Stated problem:
In the article below on responsive bidders, what makes a deviation from the Bid Documents "material"?

Selection:

────────────────────

This article addresses what it means to be a "responsive bidder."  While responsibleness focuses on the bidder or proposer, responsiveness focuses on the bid or proposal.  Specifically, responsiveness requires that a bid or proposal respond and conform to the requirements of the invitation for bids or request for proposals (the "Bid Documents").

Any deviation from the requirements of the Bid Documents may be considered non-responsive.  But public entities have the discretion to waive minor deviations from the requirements of the Bid Documents.  Minor deviations are a matter of form and not of substance, or they pertain to some immaterial or inconsequential defect or variation from the exact requirement of the Bid Documents.  For example, a minor deviation may occur where a bidder fails to initial a price change, or to write the solicitation number, date, and time of bid opening on its bid envelope, or to provide incidental information requested in the bid documents, such as information about its affiliates, or to include a unit price where the unit price can be calculated by dividing the line item total by the estimated quantity.

A public entity does not have discretion, however, to waive material deviations from the requirements in the Bid Documents. Indeed, O.C.G.A. § 36-91-2(14) defines a "responsive bidder" or "responsive offeror" as "a person or entity that has submitted a bid or proposal that conforms in all material respects to the requirements set forth in the invitation for bids or requests for proposals." (emphasis added).  A deviation from the Bid Documents is considered "material" if the deviation: (1) gives the bidder a substantial competitive advantage or (2) prejudices other bidders.  Some examples of material deviations include:

  • Limiting or changing the terms of the proposed contract through the bid (g., the bidder offers to supply oranges when the invitation is for the supply apples);
  • Including reservations or conditions in the bid that were not in the proposed contract (g., bidder offers to supply apples, so long as the wholesale price of apples remains less than $2.00/lb.1);
  • Making a bid contingent upon also receiving award on other bids currently under consideration; and
  • Failing to acknowledge addenda or amendments to the proposed contract.

────────────────────

Dataset extract:
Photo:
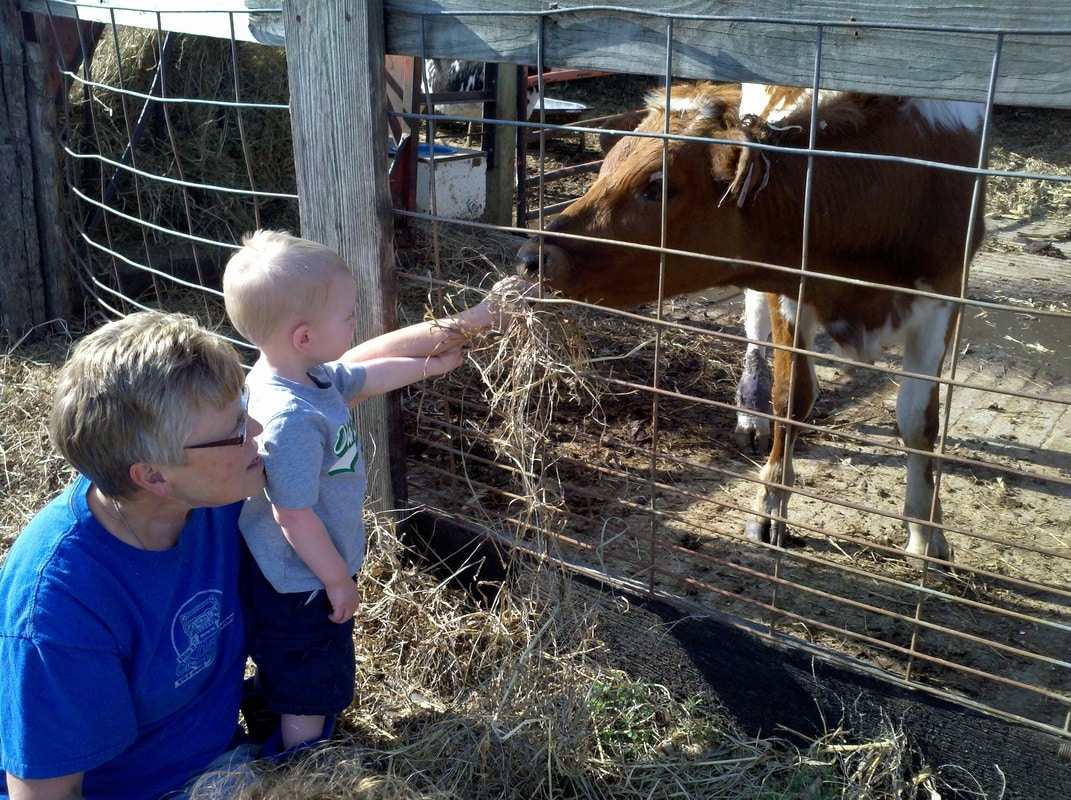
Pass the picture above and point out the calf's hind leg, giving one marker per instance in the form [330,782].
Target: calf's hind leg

────────────────────

Response:
It gives the bidder a substantial competitive advantage or prejudices other bidders.